GIVEN EXERCISE: Write out the part of the listing below that starts at the line containing "Locate the brown stem, then" and ends at the line containing "1026], [364, 1015]]", with both of those lines included. Copy it word for word and leave out the rest.

TASK MATERIAL:
[start]

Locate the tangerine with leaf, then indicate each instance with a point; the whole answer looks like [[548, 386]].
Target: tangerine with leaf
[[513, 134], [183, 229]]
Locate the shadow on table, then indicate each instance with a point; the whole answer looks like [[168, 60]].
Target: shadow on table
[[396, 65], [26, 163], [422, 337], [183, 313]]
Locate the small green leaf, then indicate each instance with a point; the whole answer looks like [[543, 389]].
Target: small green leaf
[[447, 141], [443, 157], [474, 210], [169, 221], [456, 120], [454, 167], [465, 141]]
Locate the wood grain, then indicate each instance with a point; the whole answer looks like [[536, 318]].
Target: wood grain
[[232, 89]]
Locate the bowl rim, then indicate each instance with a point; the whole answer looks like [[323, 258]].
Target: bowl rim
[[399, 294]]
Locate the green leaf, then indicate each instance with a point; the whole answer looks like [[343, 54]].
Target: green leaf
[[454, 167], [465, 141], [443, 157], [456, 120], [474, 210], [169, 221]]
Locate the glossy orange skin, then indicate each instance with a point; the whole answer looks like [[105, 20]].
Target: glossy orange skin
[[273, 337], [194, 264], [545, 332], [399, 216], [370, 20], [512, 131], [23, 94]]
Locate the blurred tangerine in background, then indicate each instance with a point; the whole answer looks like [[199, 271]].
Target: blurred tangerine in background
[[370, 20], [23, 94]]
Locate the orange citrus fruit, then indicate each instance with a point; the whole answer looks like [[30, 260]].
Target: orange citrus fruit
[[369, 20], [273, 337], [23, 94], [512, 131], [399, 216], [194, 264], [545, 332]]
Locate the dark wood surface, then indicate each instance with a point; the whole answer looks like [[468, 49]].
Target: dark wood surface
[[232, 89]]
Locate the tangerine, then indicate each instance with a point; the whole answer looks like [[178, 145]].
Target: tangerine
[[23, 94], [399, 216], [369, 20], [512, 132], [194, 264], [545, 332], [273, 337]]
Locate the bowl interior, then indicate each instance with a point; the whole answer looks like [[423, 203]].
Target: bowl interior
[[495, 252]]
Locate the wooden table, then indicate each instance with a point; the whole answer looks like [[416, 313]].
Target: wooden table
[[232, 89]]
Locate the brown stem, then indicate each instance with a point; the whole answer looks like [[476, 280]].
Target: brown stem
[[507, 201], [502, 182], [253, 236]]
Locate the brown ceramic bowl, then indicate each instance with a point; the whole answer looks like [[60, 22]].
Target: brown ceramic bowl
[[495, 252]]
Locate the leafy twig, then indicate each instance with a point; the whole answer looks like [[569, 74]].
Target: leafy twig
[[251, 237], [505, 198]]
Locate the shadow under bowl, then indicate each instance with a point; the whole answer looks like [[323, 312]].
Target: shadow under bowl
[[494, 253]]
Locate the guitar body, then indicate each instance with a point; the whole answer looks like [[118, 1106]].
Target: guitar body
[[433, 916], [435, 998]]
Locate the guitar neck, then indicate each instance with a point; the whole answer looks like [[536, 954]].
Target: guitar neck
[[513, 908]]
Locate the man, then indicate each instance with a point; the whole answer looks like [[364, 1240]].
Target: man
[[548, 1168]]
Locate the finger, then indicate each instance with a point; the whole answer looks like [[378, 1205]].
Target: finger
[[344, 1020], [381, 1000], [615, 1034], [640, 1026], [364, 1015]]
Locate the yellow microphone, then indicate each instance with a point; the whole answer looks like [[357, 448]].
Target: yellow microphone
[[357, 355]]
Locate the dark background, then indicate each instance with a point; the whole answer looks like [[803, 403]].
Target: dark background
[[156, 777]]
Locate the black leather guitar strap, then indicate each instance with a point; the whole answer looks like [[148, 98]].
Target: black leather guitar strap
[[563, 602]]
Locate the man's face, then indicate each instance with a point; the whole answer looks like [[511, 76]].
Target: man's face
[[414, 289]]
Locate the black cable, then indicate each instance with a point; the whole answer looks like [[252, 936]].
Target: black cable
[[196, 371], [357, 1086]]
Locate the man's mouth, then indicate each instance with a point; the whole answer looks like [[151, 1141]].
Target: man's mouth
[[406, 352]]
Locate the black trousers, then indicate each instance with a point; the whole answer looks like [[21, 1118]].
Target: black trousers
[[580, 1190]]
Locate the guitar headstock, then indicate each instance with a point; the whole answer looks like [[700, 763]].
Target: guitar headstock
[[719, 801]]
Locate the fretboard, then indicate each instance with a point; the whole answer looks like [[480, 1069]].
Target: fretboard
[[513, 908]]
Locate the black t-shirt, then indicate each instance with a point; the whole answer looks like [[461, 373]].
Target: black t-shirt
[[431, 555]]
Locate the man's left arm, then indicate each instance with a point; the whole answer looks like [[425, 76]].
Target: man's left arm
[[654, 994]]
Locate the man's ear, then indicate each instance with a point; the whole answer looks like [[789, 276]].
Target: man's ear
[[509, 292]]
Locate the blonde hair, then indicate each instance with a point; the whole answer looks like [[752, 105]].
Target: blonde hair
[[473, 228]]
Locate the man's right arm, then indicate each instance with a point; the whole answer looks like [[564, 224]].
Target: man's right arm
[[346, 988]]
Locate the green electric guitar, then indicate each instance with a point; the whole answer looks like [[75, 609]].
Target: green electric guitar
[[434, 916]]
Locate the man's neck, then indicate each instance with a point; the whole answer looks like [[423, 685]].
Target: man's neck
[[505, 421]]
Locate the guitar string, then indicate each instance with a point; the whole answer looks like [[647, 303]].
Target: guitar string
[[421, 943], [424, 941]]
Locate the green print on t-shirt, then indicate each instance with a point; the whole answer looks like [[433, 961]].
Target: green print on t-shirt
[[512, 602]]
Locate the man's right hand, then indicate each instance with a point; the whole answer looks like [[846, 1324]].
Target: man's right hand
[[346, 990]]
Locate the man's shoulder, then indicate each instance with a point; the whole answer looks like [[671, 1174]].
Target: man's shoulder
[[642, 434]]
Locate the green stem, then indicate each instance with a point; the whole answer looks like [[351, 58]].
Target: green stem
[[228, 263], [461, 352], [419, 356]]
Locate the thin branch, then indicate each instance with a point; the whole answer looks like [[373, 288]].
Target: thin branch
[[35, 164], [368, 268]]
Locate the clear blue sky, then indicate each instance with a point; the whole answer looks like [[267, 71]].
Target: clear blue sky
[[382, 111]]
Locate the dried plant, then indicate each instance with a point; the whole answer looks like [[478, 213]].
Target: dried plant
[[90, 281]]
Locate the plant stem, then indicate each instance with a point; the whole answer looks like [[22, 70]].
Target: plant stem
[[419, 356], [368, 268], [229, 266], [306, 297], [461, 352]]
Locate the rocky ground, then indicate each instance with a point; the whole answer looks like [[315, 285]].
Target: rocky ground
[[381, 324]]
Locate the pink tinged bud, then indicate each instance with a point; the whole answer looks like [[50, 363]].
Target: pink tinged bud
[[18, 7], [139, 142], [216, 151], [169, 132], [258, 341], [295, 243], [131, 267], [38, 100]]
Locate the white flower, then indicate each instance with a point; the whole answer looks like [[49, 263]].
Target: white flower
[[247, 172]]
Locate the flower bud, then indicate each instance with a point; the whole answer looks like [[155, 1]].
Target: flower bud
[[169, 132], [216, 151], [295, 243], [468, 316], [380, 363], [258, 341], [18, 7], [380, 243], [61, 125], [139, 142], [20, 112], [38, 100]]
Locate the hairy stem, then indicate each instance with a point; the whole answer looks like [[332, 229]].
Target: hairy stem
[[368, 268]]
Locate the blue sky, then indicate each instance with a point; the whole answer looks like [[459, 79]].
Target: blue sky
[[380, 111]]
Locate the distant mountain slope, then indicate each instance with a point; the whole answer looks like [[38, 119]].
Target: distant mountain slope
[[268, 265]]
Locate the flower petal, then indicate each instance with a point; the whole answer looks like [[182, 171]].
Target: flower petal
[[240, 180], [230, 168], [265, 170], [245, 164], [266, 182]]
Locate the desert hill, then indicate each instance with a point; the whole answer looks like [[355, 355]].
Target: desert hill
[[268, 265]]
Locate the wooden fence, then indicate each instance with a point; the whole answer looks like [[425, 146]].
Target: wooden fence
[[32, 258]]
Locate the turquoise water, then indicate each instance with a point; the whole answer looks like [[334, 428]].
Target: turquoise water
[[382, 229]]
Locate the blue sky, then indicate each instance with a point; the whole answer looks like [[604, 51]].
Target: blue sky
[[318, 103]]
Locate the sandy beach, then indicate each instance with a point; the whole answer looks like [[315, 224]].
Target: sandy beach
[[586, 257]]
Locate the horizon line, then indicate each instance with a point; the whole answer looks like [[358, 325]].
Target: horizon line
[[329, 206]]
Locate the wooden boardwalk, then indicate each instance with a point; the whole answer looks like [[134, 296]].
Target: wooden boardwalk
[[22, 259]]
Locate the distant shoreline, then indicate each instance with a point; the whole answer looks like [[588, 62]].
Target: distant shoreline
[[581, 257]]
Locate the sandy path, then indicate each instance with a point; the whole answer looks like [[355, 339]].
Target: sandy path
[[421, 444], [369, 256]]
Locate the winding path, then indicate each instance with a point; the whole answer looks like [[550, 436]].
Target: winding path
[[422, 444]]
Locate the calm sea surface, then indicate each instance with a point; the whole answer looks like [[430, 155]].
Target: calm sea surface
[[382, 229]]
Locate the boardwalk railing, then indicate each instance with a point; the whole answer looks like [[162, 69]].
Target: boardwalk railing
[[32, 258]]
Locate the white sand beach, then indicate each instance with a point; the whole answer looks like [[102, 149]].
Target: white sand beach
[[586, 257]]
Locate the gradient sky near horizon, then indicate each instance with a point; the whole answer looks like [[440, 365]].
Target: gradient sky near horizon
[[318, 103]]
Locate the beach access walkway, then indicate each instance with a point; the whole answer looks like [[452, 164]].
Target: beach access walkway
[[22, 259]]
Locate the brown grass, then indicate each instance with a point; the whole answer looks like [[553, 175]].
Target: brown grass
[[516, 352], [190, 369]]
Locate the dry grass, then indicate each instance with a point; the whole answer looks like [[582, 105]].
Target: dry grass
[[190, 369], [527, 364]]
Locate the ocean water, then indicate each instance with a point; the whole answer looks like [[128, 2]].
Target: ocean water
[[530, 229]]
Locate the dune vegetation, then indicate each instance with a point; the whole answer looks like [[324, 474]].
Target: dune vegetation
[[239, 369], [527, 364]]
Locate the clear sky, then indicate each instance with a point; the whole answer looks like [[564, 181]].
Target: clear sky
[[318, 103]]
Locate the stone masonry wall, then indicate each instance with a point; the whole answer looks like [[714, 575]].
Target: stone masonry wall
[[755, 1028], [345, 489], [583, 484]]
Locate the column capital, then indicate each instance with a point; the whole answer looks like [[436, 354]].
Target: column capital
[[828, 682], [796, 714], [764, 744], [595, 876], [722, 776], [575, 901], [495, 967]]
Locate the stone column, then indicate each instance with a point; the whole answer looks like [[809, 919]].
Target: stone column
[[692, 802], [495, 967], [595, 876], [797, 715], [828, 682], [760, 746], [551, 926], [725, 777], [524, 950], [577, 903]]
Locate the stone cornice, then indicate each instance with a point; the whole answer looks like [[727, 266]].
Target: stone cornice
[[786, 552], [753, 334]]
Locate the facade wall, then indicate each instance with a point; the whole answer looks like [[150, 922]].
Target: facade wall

[end]

SOLUTION FOR THIS TASK:
Locate the brown stem, then indicate each instance with a point; the whole answer looks like [[476, 280]].
Target: brown stem
[[507, 201], [502, 182], [253, 236]]
Locate the brown ceramic bowl, then indicate each instance with a point; the whole answer looks like [[60, 22]].
Target: brown ceramic bowl
[[495, 252]]
Locate the leafy twig, then indicate each instance with a point; the whole answer looks like [[569, 74]].
Target: leafy twig
[[251, 237], [505, 198]]
Locate the shadow under bowl, then indicate each instance with a point; the whole answer looks like [[323, 312]].
Target: shadow under bowl
[[494, 253]]
Locate the guitar body, then indicate each instance with a point; the whole answer looks like [[118, 1106]].
Target: guitar body
[[433, 916], [435, 998]]
Locate the guitar neck, then indicate each instance with a point; the whole answer looks like [[536, 954]].
Target: guitar neck
[[513, 908]]
Locate the man, then indicate each instance with a point; the whole answer looks like [[364, 1240]].
Target: man
[[548, 1168]]
Locate the finger, then indicate each instance with a point; the whole answer looks like [[378, 1205]].
Target: finger
[[344, 1020], [381, 1000], [615, 1034], [640, 1026], [364, 1015]]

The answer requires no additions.